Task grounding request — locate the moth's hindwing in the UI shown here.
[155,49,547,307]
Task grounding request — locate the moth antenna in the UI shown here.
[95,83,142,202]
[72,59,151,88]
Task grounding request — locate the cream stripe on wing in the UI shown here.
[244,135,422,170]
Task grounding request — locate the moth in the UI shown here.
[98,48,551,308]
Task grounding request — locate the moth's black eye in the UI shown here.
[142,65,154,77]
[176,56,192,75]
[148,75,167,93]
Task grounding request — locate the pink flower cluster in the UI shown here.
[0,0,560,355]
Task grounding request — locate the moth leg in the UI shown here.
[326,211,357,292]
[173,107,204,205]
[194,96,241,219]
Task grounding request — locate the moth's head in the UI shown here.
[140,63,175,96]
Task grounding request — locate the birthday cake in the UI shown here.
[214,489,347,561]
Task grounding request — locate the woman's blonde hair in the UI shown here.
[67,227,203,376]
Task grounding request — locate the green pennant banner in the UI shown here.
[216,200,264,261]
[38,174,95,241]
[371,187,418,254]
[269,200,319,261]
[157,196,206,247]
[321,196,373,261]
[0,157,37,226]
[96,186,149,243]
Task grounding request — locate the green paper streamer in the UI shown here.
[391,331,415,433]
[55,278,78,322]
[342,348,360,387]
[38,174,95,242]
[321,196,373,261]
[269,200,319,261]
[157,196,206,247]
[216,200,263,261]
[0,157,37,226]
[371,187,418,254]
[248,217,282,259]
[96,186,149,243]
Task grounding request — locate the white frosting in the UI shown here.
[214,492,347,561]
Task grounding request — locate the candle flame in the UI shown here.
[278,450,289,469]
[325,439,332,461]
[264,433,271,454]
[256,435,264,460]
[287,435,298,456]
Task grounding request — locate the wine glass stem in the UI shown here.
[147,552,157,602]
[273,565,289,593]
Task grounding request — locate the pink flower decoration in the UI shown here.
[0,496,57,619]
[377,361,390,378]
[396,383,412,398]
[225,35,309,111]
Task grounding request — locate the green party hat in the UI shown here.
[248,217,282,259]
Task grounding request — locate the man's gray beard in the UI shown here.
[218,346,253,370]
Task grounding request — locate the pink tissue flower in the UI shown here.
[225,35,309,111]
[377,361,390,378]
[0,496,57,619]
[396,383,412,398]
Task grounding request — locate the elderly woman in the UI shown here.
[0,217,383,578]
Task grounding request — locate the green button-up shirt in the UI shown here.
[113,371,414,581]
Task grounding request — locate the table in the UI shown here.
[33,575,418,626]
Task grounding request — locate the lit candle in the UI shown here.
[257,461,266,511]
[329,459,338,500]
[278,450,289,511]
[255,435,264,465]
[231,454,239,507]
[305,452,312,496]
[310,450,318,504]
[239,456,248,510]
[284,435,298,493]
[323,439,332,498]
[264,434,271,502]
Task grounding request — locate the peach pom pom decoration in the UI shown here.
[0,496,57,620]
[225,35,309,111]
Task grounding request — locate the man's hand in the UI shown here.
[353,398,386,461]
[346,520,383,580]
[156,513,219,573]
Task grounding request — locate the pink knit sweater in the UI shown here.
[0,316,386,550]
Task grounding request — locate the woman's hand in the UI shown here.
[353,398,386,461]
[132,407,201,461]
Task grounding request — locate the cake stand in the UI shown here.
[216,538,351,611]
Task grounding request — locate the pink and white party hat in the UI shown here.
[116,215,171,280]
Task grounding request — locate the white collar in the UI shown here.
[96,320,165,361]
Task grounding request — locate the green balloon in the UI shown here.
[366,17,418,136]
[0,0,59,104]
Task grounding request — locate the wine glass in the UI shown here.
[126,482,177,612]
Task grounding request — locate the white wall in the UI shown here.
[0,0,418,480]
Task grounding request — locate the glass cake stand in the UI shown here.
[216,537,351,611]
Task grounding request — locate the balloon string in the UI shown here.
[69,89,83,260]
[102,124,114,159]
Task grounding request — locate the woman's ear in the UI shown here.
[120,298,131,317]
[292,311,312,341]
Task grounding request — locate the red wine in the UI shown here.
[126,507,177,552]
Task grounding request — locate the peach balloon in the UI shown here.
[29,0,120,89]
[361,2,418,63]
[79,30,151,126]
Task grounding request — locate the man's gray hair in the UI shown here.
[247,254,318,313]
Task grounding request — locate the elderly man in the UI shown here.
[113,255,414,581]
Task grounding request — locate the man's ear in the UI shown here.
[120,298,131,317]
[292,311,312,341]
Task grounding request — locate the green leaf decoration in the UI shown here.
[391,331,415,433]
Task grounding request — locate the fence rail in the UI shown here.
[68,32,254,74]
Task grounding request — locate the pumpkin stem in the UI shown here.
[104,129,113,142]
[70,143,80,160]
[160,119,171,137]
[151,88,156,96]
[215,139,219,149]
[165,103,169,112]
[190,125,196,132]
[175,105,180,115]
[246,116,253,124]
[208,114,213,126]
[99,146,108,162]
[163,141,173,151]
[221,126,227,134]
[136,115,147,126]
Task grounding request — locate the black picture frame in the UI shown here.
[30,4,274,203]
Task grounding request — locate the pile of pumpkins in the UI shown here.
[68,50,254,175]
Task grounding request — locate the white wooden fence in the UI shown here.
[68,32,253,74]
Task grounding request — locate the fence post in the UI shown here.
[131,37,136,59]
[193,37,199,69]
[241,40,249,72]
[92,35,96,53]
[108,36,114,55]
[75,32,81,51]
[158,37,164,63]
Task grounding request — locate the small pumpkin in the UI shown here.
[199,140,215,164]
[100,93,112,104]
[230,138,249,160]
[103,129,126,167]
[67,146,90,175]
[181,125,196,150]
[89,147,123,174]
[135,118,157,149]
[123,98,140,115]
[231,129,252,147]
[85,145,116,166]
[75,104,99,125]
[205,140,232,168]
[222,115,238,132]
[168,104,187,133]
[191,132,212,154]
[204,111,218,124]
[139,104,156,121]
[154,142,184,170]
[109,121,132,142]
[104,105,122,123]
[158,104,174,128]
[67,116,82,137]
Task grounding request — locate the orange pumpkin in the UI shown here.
════
__Work to complete__
Rewrite the lines above as a numbered list, leaving out any blank lines.

__Response to the exercise__
1. Task grounding request — locate the moth's hindwing in the UI shown here.
2. [155,49,547,307]
3. Task grounding request — locate the moth antenna in the UI shown here.
4. [95,83,142,202]
5. [72,59,151,88]
6. Task grounding request — locate the cream stripe on wing in the UI shown here.
7. [244,135,422,170]
8. Task grounding request — locate the moth in the UI shown here.
9. [98,48,551,308]
10. Task grounding request — locate the moth's black eye in the UI shown here.
11. [142,65,154,77]
12. [176,56,192,75]
13. [148,75,167,93]
14. Task grounding request — locate the pink flower cluster in the UI shown here.
15. [0,0,560,355]
16. Task grounding request — locate the moth leg in the UI shown here.
17. [326,211,357,292]
18. [173,107,204,205]
19. [194,96,241,219]
20. Task grounding request — locate the moth's head in the UI shown here.
21. [140,63,175,96]
22. Task grounding request — locate the birthday cake in the UI shown here.
23. [214,489,347,561]
24. Task grounding request — locate the woman's blonde hair in the UI shown here.
25. [67,227,203,376]
26. Task grounding request — locate the green pennant banner in the UI shown here.
27. [216,200,264,261]
28. [38,174,95,241]
29. [371,187,418,254]
30. [269,200,319,261]
31. [157,196,206,247]
32. [321,196,373,261]
33. [0,157,37,226]
34. [96,186,149,243]
35. Task grounding request — locate the green paper streamer in the UI shown here.
36. [391,331,415,433]
37. [55,278,78,322]
38. [342,348,360,387]
39. [38,174,95,242]
40. [321,196,373,261]
41. [269,200,319,261]
42. [157,196,206,247]
43. [216,200,263,261]
44. [0,157,37,226]
45. [371,187,418,254]
46. [248,217,282,259]
47. [96,186,149,243]
48. Task grounding request — locate the white frosting in the UI shown here.
49. [214,492,347,561]
50. Task grounding request — locate the candle flame in the UI shown here.
51. [278,450,289,469]
52. [325,439,332,461]
53. [264,433,271,454]
54. [256,435,264,460]
55. [287,435,298,456]
56. Task grounding request — locate the wine glass stem in the UI shown here.
57. [147,552,157,602]
58. [273,565,289,593]
59. Task grounding request — locate the pink flower decoration in the UI shown here.
60. [0,496,57,619]
61. [377,361,390,378]
62. [396,383,412,398]
63. [225,35,309,111]
64. Task grounding request — locate the green party hat in the UI shown here.
65. [248,217,282,259]
66. Task grounding request — locate the man's gray beard in the UI shown here.
67. [218,346,253,370]
68. Task grounding request — locate the pink tissue flower in the UI shown here.
69. [225,35,309,111]
70. [377,361,390,378]
71. [0,496,57,619]
72. [396,383,412,398]
73. Task grounding request — locate the elderly woman in the UI shown here.
74. [0,217,383,578]
75. Task grounding request — locate the green button-up shirt in the UI shown here.
76. [113,371,414,581]
77. Task grounding request — locate the table in the UI shown here.
78. [33,575,418,626]
79. Task grounding request — locate the lit candle in the UI shown here.
80. [257,461,266,511]
81. [329,459,338,500]
82. [278,450,289,511]
83. [255,435,264,465]
84. [231,454,239,507]
85. [305,452,312,496]
86. [310,450,318,504]
87. [239,456,248,510]
88. [284,435,298,493]
89. [323,439,332,498]
90. [264,434,271,502]
91. Task grounding request — locate the peach pom pom decoration in the UI shown here.
92. [0,496,57,620]
93. [225,35,309,111]
94. Task grounding request — locate the man's hand in the UI shown here.
95. [353,398,386,461]
96. [346,520,383,580]
97. [156,513,219,573]
98. Task grounding request — locate the pink knit sweater in the UI shown here.
99. [0,316,386,550]
100. Task grounding request — locate the woman's hand in the UI shown here.
101. [353,398,386,461]
102. [132,407,201,461]
103. Task grounding request — locate the cake stand in the UI shown here.
104. [216,538,351,611]
105. Task grounding request — locate the pink and white party hat in the UI shown here.
106. [116,215,171,280]
107. Task grounding request — locate the white collar in the UI shown here.
108. [96,320,165,361]
109. Task grounding request — locate the green balloon in the UI shown here.
110. [366,17,418,136]
111. [0,0,59,104]
112. Task grounding request — locate the wine glass in the UI shown here.
113. [126,482,177,612]
114. Task grounding request — locate the white wall in the UI shown here.
115. [0,0,418,480]
116. Task grounding request — locate the glass cake stand in the UI shown here.
117. [216,537,351,611]
118. Task grounding request — locate the balloon string in the UI shown here.
119. [69,89,83,260]
120. [102,124,114,159]
121. Task grounding request — locate the woman's ear in the UI shown here.
122. [120,298,131,317]
123. [292,311,312,341]
124. Task grounding request — locate the red wine in the UI shown here.
125. [126,507,177,552]
126. Task grounding request — locate the peach balloon in the UI shown here.
127. [29,0,120,89]
128. [361,2,418,63]
129. [79,30,151,126]
130. Task grounding request — locate the man's gray hair in the UI shown here.
131. [247,254,318,313]
132. Task grounding request — locate the elderly man in the UI shown here.
133. [113,255,414,581]
134. Task grounding request — locate the man's ear in the UI shown here.
135. [120,298,131,317]
136. [292,311,312,341]
137. Task grounding request — locate the green leaf decoration in the UI shown here.
138. [391,331,415,433]
139. Task grounding request — locate the fence rail in the UI shown here.
140. [68,32,254,74]
141. Task grounding request — locate the pumpkin stem in the UI shown here.
142. [104,129,113,142]
143. [70,143,80,160]
144. [160,119,171,137]
145. [151,88,156,96]
146. [215,139,219,149]
147. [165,103,169,112]
148. [190,125,196,132]
149. [175,105,180,115]
150. [246,116,253,124]
151. [208,114,213,126]
152. [99,146,108,162]
153. [163,141,173,151]
154. [221,126,227,134]
155. [136,115,147,126]
156. Task grounding request — locate the black picture frame in the UI shown here.
157. [30,4,274,203]
158. Task grounding request — locate the pile of pumpkins in the UI shown here.
159. [68,50,254,175]
160. Task grounding request — locate the white wooden fence in the UI shown here.
161. [68,32,253,74]
162. Task grounding request — locate the fence post in the UI shown here.
163. [131,37,136,59]
164. [193,37,199,69]
165. [241,40,249,72]
166. [92,35,96,53]
167. [108,36,114,55]
168. [75,32,81,51]
169. [158,37,164,63]
170. Task grounding request — locate the small pumpkin in the UI shown here.
171. [199,140,215,164]
172. [100,93,112,104]
173. [230,138,249,160]
174. [103,129,126,167]
175. [67,146,90,175]
176. [181,125,196,150]
177. [89,147,123,174]
178. [135,118,157,149]
179. [123,98,140,115]
180. [231,129,252,147]
181. [85,145,116,166]
182. [75,104,99,125]
183. [205,140,232,168]
184. [222,115,238,132]
185. [168,104,187,133]
186. [191,132,212,154]
187. [204,111,218,124]
188. [139,104,156,121]
189. [154,142,184,170]
190. [109,121,132,142]
191. [104,105,122,123]
192. [158,104,174,128]
193. [67,116,82,137]
194. Task grounding request — locate the orange pumpkin in the UI shown here.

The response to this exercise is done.